Write out every line of the material below verbatim, omitting the pictures.

Region labeling records
---*---

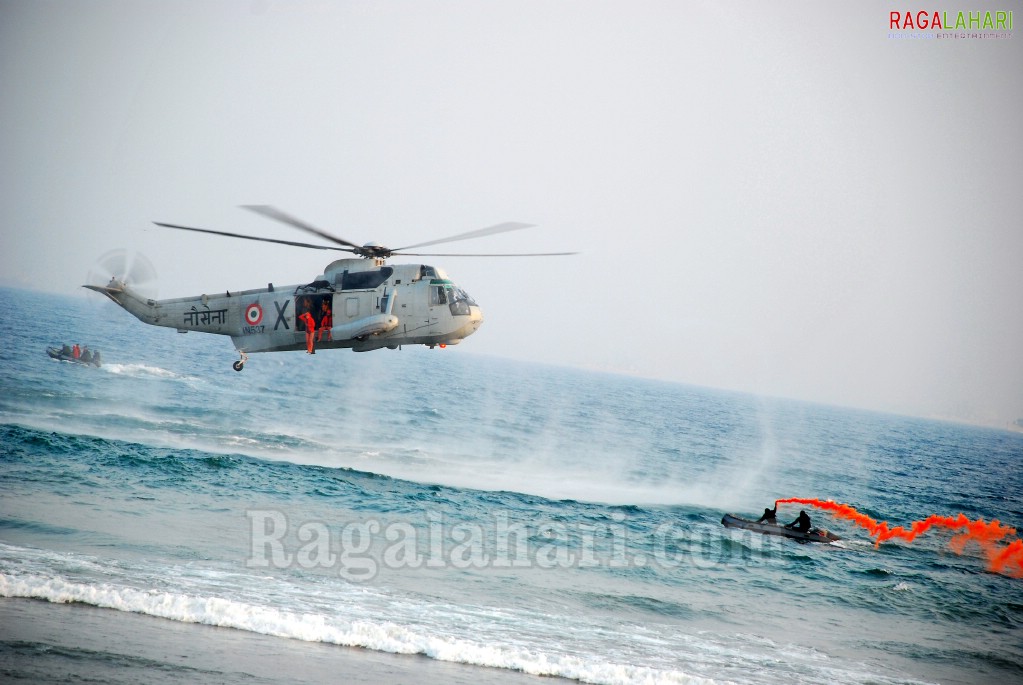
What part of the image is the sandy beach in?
[0,599,569,685]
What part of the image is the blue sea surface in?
[0,289,1023,684]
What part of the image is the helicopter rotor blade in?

---*---

RESULT FOR THIS TASK
What part of the image is the sandy beach in?
[0,599,569,685]
What part of the image is the blue sea surface in?
[0,289,1023,684]
What part of the image is the helicopter rotor blade in?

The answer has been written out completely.